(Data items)

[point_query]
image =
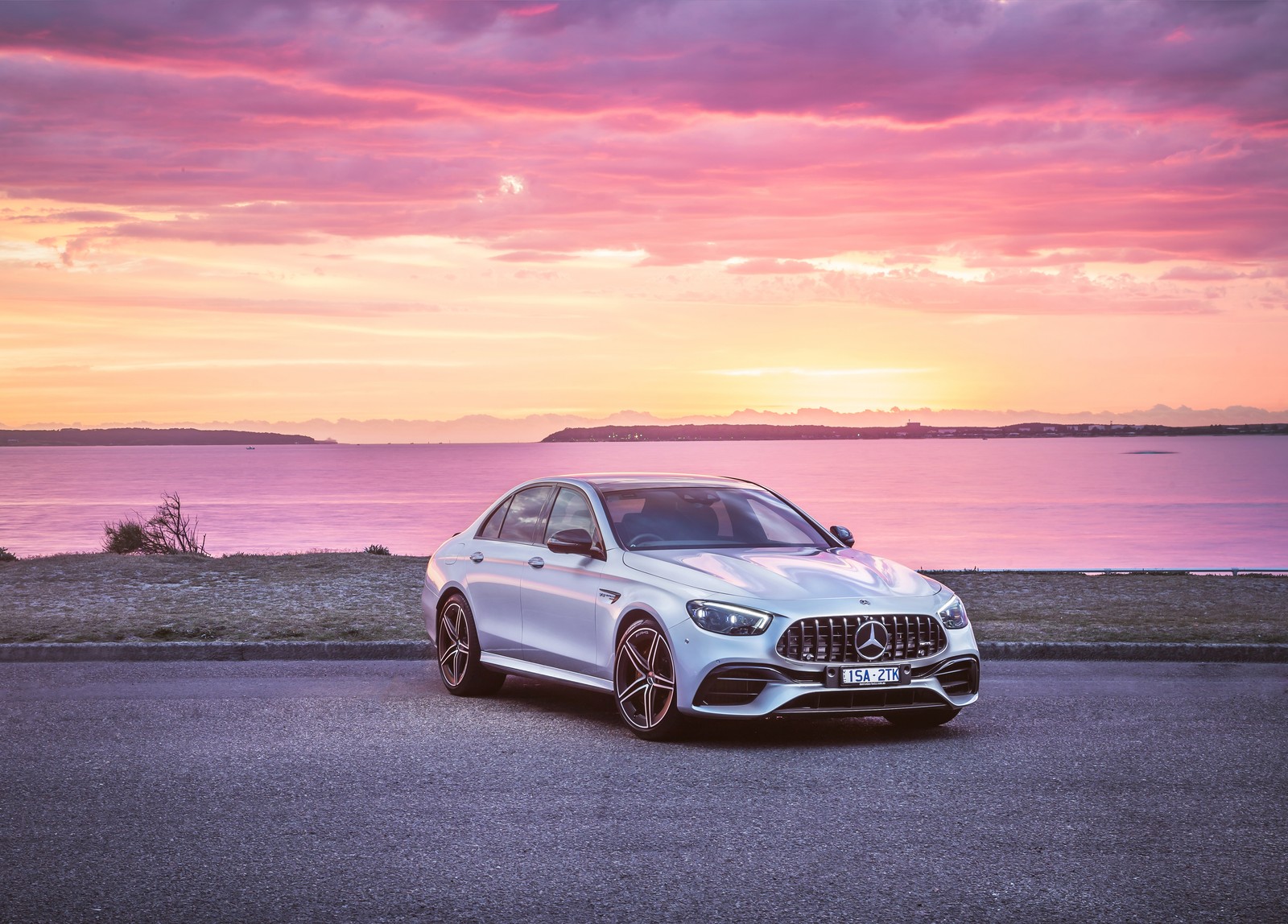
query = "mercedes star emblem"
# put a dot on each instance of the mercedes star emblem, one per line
(871, 640)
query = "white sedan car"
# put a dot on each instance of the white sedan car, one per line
(686, 595)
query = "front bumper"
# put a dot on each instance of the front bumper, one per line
(746, 677)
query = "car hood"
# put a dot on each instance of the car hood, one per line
(783, 573)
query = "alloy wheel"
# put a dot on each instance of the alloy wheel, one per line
(454, 644)
(644, 677)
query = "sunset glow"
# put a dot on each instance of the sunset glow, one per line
(250, 212)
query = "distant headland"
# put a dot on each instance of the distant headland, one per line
(911, 430)
(148, 436)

What you are asked to do:
Please render the listing above as a two-column CSV with the headers "prompt" and "points", giving each request its own row with its text under "prompt" and its answer under "points". Put each value in a single quoted field, turn any line breaks into spaces, cover the whole listing, and leave the pictures out.

Output below:
prompt,points
"[point_query] image = query = ""mercedes star emblem"" # put a dot on each instance of the mercedes star emblem, one per line","(871, 640)"
"query = ""white sedan car"" # put a dot on each instance of the white sedan car, one per line","(686, 595)"
"query = ""front bumper"" # put a dot on each instance of the front bumper, one per line","(746, 677)"
"query = ""car hood"" # put a dot on each instance of the car hood, one per line","(783, 573)"
"query = ""alloy wheel"" # put a dot on each instance of the alloy wheel, one per line","(454, 644) (644, 677)"
"query = ""sunset glow"" # put a dot on each instance of the sunset glow, one per line","(250, 212)"
"query = ""distant headland"" # put a dot on each instance of the distant headland, one per line","(911, 430) (148, 436)"